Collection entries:

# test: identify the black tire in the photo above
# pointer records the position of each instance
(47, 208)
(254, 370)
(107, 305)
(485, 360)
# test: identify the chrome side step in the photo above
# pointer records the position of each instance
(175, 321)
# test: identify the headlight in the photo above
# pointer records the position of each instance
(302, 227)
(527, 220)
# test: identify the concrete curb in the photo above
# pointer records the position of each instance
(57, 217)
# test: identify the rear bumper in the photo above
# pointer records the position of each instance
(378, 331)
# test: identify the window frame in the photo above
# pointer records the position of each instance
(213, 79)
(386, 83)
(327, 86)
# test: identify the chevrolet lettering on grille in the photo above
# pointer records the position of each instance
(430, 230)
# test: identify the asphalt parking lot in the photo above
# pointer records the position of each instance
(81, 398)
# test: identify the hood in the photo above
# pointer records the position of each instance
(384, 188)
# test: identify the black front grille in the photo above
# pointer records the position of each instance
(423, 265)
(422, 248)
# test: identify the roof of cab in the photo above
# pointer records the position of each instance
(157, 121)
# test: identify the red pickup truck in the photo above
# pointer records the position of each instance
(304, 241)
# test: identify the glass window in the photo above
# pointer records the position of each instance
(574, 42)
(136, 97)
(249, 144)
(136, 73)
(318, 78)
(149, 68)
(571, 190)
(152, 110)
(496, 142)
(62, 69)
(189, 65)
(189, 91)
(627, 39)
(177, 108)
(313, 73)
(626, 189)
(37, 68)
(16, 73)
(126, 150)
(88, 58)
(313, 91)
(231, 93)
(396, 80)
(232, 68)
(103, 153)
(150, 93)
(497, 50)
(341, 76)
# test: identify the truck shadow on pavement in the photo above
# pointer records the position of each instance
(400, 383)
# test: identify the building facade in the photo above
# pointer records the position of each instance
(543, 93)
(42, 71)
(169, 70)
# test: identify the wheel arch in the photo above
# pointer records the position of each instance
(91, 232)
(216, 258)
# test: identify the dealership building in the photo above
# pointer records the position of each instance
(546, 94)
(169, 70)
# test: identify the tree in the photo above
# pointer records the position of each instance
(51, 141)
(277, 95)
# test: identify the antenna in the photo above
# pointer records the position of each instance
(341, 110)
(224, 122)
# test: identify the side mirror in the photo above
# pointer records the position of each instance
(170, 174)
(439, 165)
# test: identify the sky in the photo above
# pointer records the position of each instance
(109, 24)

▸ TASK BRIEF: Collect every line with the string "grille" from the records, and copy each.

▸ REPLY TO THE TASK:
# test: identify the chevrolet lettering on grille in the photo above
# test: identify the black front grille in the photo above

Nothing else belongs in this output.